- [Instructions for the task]:
Starting with the line that contains "Please put a marker on the round" and going on through the end of the items below, write out every line again, requests included, with each coordinate in the answers multiplied by 0.85 and rounded to a whole number, halves up. Give only those lines.

- [Dataset content]:
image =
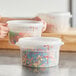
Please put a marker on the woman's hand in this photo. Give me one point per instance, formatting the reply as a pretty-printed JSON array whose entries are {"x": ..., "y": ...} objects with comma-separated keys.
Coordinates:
[{"x": 3, "y": 29}]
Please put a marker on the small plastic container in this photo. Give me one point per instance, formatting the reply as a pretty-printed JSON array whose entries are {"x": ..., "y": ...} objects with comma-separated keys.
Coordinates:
[
  {"x": 57, "y": 22},
  {"x": 24, "y": 28},
  {"x": 40, "y": 51}
]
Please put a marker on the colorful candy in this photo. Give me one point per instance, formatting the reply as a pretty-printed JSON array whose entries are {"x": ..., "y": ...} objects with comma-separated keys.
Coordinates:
[
  {"x": 37, "y": 59},
  {"x": 14, "y": 36}
]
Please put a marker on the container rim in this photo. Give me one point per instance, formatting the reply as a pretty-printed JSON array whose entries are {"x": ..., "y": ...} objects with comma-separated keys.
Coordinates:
[{"x": 41, "y": 40}]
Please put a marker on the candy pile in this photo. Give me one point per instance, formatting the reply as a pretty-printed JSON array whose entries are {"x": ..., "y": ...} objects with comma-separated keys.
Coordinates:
[
  {"x": 37, "y": 59},
  {"x": 14, "y": 36}
]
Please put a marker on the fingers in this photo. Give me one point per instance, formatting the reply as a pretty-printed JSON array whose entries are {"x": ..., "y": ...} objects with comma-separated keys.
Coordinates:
[
  {"x": 3, "y": 31},
  {"x": 37, "y": 19}
]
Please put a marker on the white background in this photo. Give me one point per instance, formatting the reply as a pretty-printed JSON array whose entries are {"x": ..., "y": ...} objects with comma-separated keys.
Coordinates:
[
  {"x": 27, "y": 8},
  {"x": 74, "y": 12}
]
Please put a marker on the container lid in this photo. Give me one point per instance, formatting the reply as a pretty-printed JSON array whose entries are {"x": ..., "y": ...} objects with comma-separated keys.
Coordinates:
[
  {"x": 38, "y": 41},
  {"x": 24, "y": 23},
  {"x": 60, "y": 14}
]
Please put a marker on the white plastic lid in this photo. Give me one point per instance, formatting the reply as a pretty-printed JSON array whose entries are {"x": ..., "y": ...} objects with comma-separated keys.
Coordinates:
[
  {"x": 24, "y": 23},
  {"x": 38, "y": 41},
  {"x": 60, "y": 14}
]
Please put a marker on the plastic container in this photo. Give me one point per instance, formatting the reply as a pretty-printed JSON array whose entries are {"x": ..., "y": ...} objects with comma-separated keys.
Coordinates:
[
  {"x": 24, "y": 28},
  {"x": 40, "y": 52},
  {"x": 57, "y": 22}
]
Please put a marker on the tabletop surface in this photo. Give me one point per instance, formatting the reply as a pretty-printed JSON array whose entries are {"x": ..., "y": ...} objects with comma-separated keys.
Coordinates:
[{"x": 10, "y": 65}]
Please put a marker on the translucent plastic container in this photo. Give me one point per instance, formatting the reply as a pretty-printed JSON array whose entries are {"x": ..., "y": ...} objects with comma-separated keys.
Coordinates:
[
  {"x": 40, "y": 51},
  {"x": 24, "y": 28},
  {"x": 57, "y": 22}
]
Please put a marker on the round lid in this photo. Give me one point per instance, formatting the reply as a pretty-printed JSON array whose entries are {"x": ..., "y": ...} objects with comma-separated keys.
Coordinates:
[
  {"x": 22, "y": 23},
  {"x": 60, "y": 14},
  {"x": 33, "y": 41}
]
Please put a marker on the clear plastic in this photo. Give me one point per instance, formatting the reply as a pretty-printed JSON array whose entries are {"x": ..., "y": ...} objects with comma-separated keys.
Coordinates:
[
  {"x": 24, "y": 28},
  {"x": 40, "y": 51}
]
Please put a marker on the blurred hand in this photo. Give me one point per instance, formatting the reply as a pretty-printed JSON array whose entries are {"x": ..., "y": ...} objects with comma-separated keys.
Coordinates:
[{"x": 4, "y": 28}]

- [Exercise solution]:
Please put a marker on the round lid in this photo. Give me one point per instance, formatting the reply as a pretty-printed JSON array whose entries are {"x": ..., "y": ...} objects with comma-separated keys.
Coordinates:
[
  {"x": 19, "y": 20},
  {"x": 51, "y": 12},
  {"x": 28, "y": 35}
]
Please put a marker on the clear plastic in this photo. Give me one point per instance, formatting the reply as a pretty-printed JSON array whose entries are {"x": ..., "y": ...} objects with comma-separated keys.
Coordinates:
[
  {"x": 20, "y": 24},
  {"x": 34, "y": 43}
]
Please put a marker on the blurred hand in this photo. Give me one point per instance, formatting the reply as a pretty-printed JSON array whose entries are {"x": ..., "y": ...} objects with comma-separated keys.
Coordinates:
[{"x": 3, "y": 24}]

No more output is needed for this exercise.